**Problem description:**
Each line below with the string "roof" should be copied.

**The data:**
********

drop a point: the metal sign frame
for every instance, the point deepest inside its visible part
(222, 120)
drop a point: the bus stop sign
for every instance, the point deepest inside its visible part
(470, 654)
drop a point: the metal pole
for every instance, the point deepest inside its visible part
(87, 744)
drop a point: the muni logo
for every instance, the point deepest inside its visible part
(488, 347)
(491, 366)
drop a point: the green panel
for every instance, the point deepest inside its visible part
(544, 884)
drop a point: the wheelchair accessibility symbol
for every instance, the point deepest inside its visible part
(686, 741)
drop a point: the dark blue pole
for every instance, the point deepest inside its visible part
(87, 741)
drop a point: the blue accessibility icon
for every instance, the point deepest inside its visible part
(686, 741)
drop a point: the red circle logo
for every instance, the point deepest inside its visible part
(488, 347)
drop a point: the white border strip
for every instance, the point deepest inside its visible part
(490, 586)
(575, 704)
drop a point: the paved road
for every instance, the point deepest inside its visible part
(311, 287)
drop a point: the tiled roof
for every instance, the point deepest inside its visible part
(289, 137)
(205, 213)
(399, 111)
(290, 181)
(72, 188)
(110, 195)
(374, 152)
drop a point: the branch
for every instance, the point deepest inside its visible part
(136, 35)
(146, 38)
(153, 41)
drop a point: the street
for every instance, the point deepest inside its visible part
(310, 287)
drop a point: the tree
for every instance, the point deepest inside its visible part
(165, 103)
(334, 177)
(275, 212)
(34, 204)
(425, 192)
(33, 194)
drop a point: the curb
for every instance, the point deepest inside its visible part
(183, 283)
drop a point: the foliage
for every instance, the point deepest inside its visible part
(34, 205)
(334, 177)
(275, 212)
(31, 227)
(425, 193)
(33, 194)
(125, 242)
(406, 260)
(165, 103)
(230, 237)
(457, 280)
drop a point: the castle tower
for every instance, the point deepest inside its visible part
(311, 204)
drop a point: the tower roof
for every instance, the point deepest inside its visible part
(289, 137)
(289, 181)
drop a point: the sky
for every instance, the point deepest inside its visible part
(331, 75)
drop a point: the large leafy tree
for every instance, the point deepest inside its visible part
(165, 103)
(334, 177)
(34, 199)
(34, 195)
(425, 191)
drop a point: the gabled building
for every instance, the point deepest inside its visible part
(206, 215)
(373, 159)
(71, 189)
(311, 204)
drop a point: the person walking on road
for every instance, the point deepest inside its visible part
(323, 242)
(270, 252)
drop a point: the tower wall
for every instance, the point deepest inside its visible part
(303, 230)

********

**Answer to this problem:**
drop a point: the tiled roof
drop a point: the tower roof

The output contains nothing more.